● **Excerpt provided**
● ● ● ●

Studio album by Ruth Brown
- Released: 1999
- Studio: Ultrasonic
- Genre: Blues, R&B
- Label: Bullseye Blues
- Producer: Scott Billington

Ruth Brown chronology
| R + B = Ruth Brown (1997) | A Good Day for the Blues (1999) |  |

= A Good Day for the Blues =

A Good Day for the Blues is an album by the American musician Ruth Brown, released in 1999 via Bullseye Blues. After recovering from health ailments, Brown supported the album with several concert dates. The album was nominated for a Grammy Award for "Best Traditional Blues Album". A Good Day for the Blues was Brown's final studio album.

==Production==
Produced by Scott Billington, the album was recorded at Ultransonic Studios, in New Orleans. "I Believe I Can Fly" is a cover of the R. Kelly song. Brown learned to perform "Cabbage Head" during her childhood. Dan Penn wrote "Be Good to Me Tonight" and "Can't Stand a Broke Man". "True" is a cover of the Paul Gayten song. Duke Robillard played guitar on A Good Day for the Blues. Wardell Quezergue worked on some of the song arrangements. A couple of the songs contain spoken word passages by Brown.

● ● ● ●

● **Items**
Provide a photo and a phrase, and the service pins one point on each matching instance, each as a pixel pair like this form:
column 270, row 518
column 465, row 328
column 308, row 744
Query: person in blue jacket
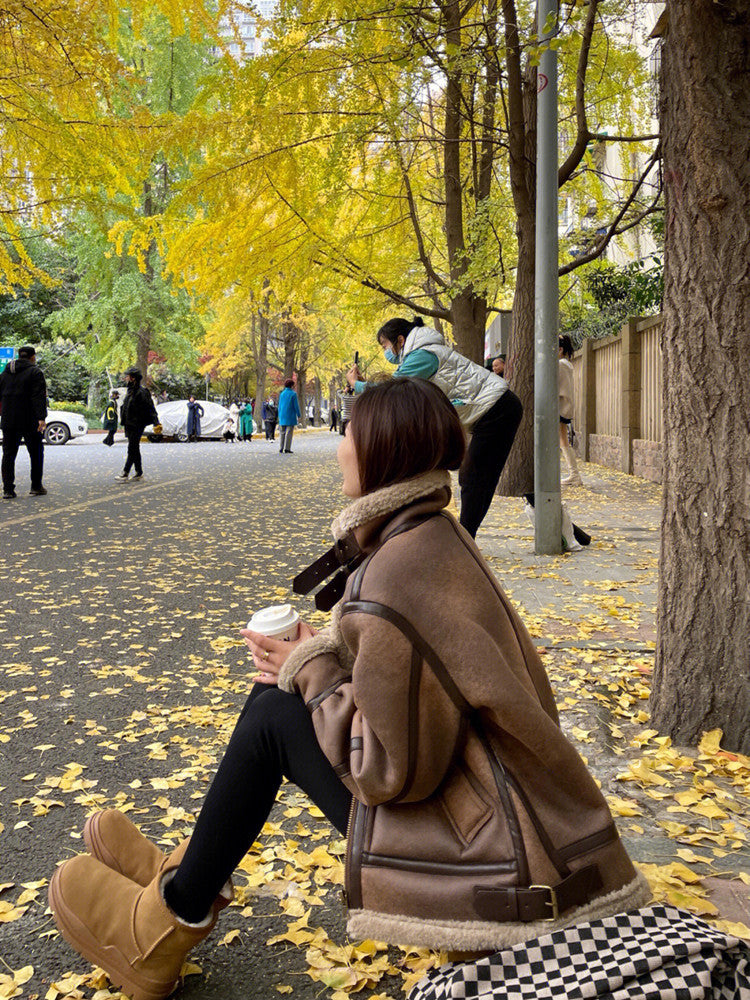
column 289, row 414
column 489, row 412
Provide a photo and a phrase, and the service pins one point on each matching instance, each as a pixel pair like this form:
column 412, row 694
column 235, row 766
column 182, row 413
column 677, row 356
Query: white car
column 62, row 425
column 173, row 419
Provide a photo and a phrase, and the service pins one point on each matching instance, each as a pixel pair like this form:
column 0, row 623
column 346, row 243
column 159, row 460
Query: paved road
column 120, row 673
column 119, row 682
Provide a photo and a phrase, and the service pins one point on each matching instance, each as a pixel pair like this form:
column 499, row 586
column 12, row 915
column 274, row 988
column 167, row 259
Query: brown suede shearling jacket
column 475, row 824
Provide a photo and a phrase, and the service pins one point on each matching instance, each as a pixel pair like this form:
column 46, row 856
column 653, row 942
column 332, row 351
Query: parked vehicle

● ● ● ●

● **Required tasks**
- A) In the article on A Good Day for the Blues, who wrote "Be Good to Me Tonight"?
- B) Copy word for word from the article on A Good Day for the Blues, starting at "A Good Day for the Blues is" up to and including "final studio album.".
- C) Extend the article on A Good Day for the Blues by writing what comes after its last sentence.

● **Answer list**
- A) Dan Penn

- B)
A Good Day for the Blues is an album by the American musician Ruth Brown, released in 1999 via Bullseye Blues. After recovering from health ailments, Brown supported the album with several concert dates. The album was nominated for a Grammy Award for "Best Traditional Blues Album". A Good Day for the Blues was Brown's final studio album.

- C)
==Critical reception==

The Sunday Age wrote that "Good Day represents the best, horn-driven, vintage R&B put out today." The Atlanta Constitution noted that, "with Brown's experience, she's able to seamlessly explore the tricky territory between blues and jazz with ease." The Pittsburgh Post-Gazette deemed the album "a tribute to her vocal skills—if anything, better with age, a voice full of whiskey and wry." The Chicago Tribune determined that it leans "more on sassy, rambling story-songs like 'H.B.'s Funky Fable' than her classic belting style."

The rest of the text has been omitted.